• Problem statement:
Could you return all of the entries below exactly, minus the pictures?
================
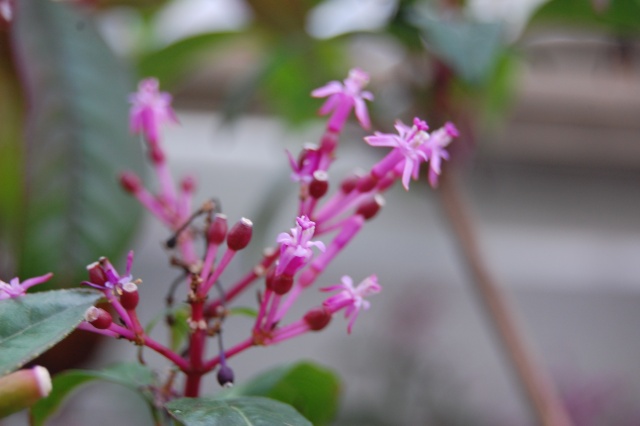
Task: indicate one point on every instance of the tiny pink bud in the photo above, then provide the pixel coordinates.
(317, 318)
(349, 184)
(217, 231)
(97, 317)
(281, 284)
(130, 182)
(129, 298)
(319, 185)
(371, 207)
(240, 234)
(225, 376)
(96, 274)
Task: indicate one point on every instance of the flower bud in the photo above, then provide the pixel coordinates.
(97, 317)
(129, 298)
(317, 318)
(96, 274)
(240, 234)
(319, 185)
(130, 182)
(371, 207)
(225, 376)
(281, 284)
(217, 231)
(22, 389)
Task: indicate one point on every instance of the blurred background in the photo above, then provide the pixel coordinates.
(547, 98)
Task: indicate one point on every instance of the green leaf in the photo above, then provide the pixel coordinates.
(245, 411)
(311, 389)
(172, 62)
(131, 375)
(470, 48)
(77, 143)
(33, 323)
(617, 16)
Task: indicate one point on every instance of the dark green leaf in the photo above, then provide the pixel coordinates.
(618, 16)
(313, 390)
(134, 376)
(77, 142)
(471, 49)
(33, 323)
(170, 63)
(245, 411)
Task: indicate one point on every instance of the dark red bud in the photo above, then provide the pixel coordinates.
(188, 184)
(317, 318)
(217, 231)
(319, 185)
(96, 274)
(367, 183)
(371, 207)
(349, 184)
(99, 318)
(130, 182)
(225, 376)
(129, 298)
(240, 234)
(281, 284)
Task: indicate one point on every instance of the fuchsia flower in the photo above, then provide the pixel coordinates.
(150, 109)
(434, 148)
(407, 143)
(295, 248)
(351, 298)
(344, 97)
(14, 288)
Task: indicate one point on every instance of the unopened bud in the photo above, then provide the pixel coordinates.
(319, 185)
(129, 298)
(97, 317)
(130, 182)
(240, 234)
(217, 231)
(371, 207)
(22, 389)
(281, 284)
(317, 318)
(225, 376)
(96, 274)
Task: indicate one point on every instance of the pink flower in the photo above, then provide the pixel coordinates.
(14, 288)
(407, 143)
(344, 97)
(295, 248)
(150, 108)
(351, 299)
(435, 150)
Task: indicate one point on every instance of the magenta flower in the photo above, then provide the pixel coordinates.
(295, 248)
(150, 108)
(351, 298)
(14, 288)
(407, 143)
(342, 98)
(435, 150)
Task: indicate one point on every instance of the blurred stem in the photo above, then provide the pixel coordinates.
(536, 385)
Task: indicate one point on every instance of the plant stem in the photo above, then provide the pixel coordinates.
(536, 385)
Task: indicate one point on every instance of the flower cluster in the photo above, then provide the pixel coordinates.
(288, 270)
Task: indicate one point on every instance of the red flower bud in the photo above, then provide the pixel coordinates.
(240, 234)
(371, 207)
(129, 298)
(97, 317)
(317, 318)
(130, 182)
(217, 231)
(319, 185)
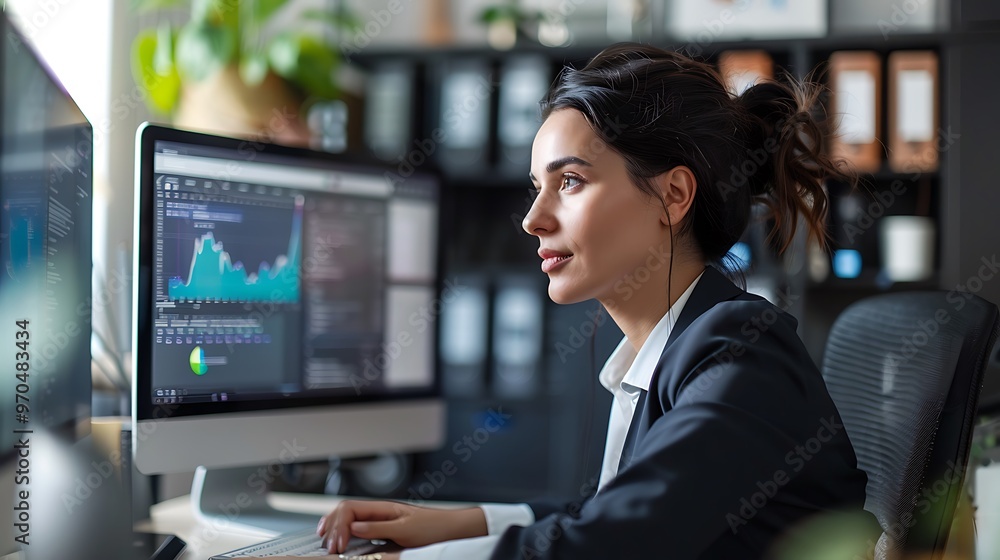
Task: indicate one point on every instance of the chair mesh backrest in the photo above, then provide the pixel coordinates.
(905, 370)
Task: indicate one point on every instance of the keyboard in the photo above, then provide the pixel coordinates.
(305, 544)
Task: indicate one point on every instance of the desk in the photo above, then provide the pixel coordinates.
(176, 516)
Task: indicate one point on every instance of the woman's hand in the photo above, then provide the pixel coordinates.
(407, 525)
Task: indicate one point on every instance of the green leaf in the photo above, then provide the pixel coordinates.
(202, 10)
(163, 56)
(314, 69)
(161, 84)
(264, 9)
(253, 68)
(203, 49)
(283, 53)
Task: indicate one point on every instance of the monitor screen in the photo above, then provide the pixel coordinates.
(281, 295)
(280, 279)
(45, 246)
(45, 288)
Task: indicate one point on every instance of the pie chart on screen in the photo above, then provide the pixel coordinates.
(200, 362)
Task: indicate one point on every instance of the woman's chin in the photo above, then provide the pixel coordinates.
(563, 294)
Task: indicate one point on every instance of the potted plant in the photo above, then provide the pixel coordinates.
(240, 67)
(507, 22)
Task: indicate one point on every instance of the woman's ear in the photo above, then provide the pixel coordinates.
(677, 190)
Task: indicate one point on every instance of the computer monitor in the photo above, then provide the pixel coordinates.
(45, 283)
(285, 309)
================
• Your solution:
Task: indicate one point on every instance of the tiny pink bud in the photo above, then provide the pixel coordinates.
(317, 318)
(349, 184)
(217, 231)
(97, 317)
(281, 284)
(130, 182)
(129, 298)
(319, 185)
(371, 207)
(240, 234)
(225, 376)
(96, 274)
Task: indicate one point on every instance of the flower bud in the photo above, then provide the pixel coordinates.
(97, 317)
(129, 298)
(317, 318)
(96, 274)
(240, 234)
(319, 185)
(130, 182)
(371, 207)
(225, 376)
(281, 284)
(217, 231)
(22, 389)
Task: indicate one point on every instance of the blurred background in the photo above, then provide the pixel coordinates.
(547, 98)
Task: indicate one point on every instance of the green leaf in the photo above, then provide the pixel coordinates.
(245, 411)
(311, 389)
(172, 62)
(131, 375)
(470, 48)
(77, 143)
(33, 323)
(617, 16)
Task: indicate one point on every instance of the dark green leaf in the photo above, then provide the pixel coordinates.
(618, 16)
(313, 390)
(134, 376)
(77, 142)
(471, 49)
(33, 323)
(170, 63)
(245, 411)
Task: indicate one point on every instance of the dark red bud in the photo above, then provide the pixel coordinates.
(188, 184)
(317, 318)
(217, 231)
(319, 185)
(96, 274)
(367, 183)
(371, 207)
(349, 184)
(99, 318)
(130, 182)
(225, 376)
(129, 298)
(240, 234)
(281, 284)
Task: indicate one point on every instance of the fuchsia flower in the photo above, then provide the pixel coordinates.
(150, 109)
(434, 148)
(407, 143)
(295, 248)
(351, 298)
(344, 97)
(14, 288)
Task: indicate one point on every instance of the unopened bud in the photo above, then provide the pixel coordinates.
(319, 185)
(129, 298)
(97, 317)
(130, 182)
(240, 234)
(217, 231)
(371, 207)
(22, 389)
(281, 284)
(317, 318)
(225, 376)
(96, 274)
Task: indicate one point on every instance of the pink flower in the photo above, then provide the pixel coordinates.
(14, 288)
(407, 143)
(344, 97)
(295, 248)
(150, 108)
(351, 299)
(435, 150)
Task: indicate one point on every instance of the magenta flower in the photo above, then provide the pixel coordinates.
(295, 248)
(150, 108)
(351, 298)
(14, 288)
(407, 143)
(342, 98)
(435, 150)
Task: indicate one point on every instance of the blurred stem in the photo above, then provide the pixel coordinates.
(536, 385)
Task: indicate one point on every instance of the plant stem in the photo above, then provide the pixel coordinates.
(536, 385)
Task: indicate one point on every instance of the flower cluster in the photo above, then provide the pixel coordinates.
(288, 270)
Task: indicate one point on every instance of the red flower bud in the photo above, then provide the pixel coordinates.
(240, 234)
(371, 207)
(129, 298)
(97, 317)
(317, 318)
(130, 182)
(217, 231)
(319, 185)
Task: indicate one point on every instance of the chair mesh backrest in the photo above, then provide the pixel coordinates.
(905, 370)
Task: indicate one point on every instance of the keyboard in the photo above, then provide the pixel coordinates.
(305, 544)
Task: indicate one point on every instance of the desk in the photo above, then provide the pixel coordinates.
(176, 516)
Task: indicate one point on every instance of the woman's hand in the photo above, then provide the pixel coordinates.
(407, 525)
Task: indicate one point on every instance of the green leaf in the photo above, then provide the pixel coordinates.
(202, 10)
(163, 56)
(314, 69)
(161, 84)
(264, 9)
(253, 68)
(203, 49)
(283, 53)
Task: indicate one point on every instance of the monitor screen in the photo above, then provide the pixel coordinates.
(281, 295)
(280, 279)
(45, 246)
(45, 288)
Task: indicate one point on every instance of the pie chart on screen in the photo above, then provide the pixel coordinates.
(200, 362)
Task: indicate one point on every instance of the woman's chin in the photo above, then provide the pixel coordinates.
(563, 294)
Task: indicate one point on every instance of the potted plant in the photo above, then provide the pixel coordinates.
(240, 67)
(507, 22)
Task: indicate one point on every instance of the woman's ear in the photo above, then provide the pixel coordinates.
(677, 190)
Task: indicate one point on every instance of the computer monitor in the photo above, then provide the pixel coordinates.
(45, 283)
(285, 309)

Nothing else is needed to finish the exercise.